What to do.
Exactly reproduce each entry, leaving out nothing.

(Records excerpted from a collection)
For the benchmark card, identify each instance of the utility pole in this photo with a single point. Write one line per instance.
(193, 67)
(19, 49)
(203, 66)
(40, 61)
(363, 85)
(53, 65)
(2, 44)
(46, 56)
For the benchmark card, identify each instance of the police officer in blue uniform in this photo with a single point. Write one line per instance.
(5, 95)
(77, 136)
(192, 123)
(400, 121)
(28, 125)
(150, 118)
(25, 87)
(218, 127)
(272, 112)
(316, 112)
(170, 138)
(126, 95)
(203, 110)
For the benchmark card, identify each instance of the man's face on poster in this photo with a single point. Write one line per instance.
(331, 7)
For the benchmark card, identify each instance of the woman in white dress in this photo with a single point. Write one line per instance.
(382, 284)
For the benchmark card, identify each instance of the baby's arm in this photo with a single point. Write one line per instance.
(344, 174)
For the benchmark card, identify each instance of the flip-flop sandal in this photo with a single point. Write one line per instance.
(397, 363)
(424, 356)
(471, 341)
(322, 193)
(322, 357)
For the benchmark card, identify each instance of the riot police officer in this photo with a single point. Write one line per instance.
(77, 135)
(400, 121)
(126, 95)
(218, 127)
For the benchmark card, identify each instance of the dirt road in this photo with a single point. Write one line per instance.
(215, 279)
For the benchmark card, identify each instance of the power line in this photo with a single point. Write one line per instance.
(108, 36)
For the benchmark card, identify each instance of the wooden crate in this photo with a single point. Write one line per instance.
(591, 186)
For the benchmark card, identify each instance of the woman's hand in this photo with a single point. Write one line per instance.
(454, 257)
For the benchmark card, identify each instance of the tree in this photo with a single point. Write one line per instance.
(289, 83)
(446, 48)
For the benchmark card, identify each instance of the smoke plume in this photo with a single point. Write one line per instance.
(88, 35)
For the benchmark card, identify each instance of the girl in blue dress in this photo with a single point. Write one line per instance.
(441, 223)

Task result.
For the benchmark card, identify each instance of the utility pole in this photo with a single point. Write one line per instance.
(193, 67)
(19, 49)
(203, 66)
(40, 61)
(363, 85)
(53, 65)
(2, 44)
(46, 56)
For the benchmark card, identify each instance of the police officer in blue uniform in this photo with a single point. Write one line per instance.
(5, 95)
(77, 136)
(192, 123)
(400, 121)
(28, 125)
(150, 118)
(25, 87)
(218, 127)
(272, 112)
(316, 112)
(170, 138)
(126, 95)
(203, 110)
For the benchmark card, identify each instance of the man's face on poster in this photo with a single point. Write one line per instance.
(331, 7)
For the benchmark card, identify each instance of the woman in white dress in this photo with a single point. Write one line per instance.
(382, 284)
For the benchmark card, identify each instance of the baby's arm in this photo with a single point. Write one line per instance.
(344, 174)
For the benchmark card, identify each instance of the flip-flop sandal in this photo with a single point. Write one line per instance.
(397, 363)
(424, 356)
(471, 341)
(322, 193)
(322, 357)
For the benchmark card, identify each instance of the riot police officer in this photo with a single point. Write one line per instance.
(77, 135)
(400, 121)
(126, 95)
(218, 127)
For the benchmark card, identify each instance of the dirt road in this photo with a single point. Write one line per instance.
(215, 279)
For the benchmark card, identify each instance of the power line in this photo with a single point. Write one line per instance.
(108, 36)
For the benchmark card, identify each instance of the wooden crate in this photo with a single point. Write one line per instance.
(591, 186)
For the benchmark card, identify each instance of the woman's hand in this photo with a single point. Write one line per instance.
(454, 257)
For the benchmark card, identify each instance of the tree in this photo with a single point. Write one line per instance.
(289, 83)
(446, 48)
For the benchmark card, identify each instance of the smoke plume in this photo with a single point. Write one line per instance.
(88, 35)
For the benchmark card, identify each instance of the girl in blue dress in this photo with a single point. Write one line per instance.
(441, 223)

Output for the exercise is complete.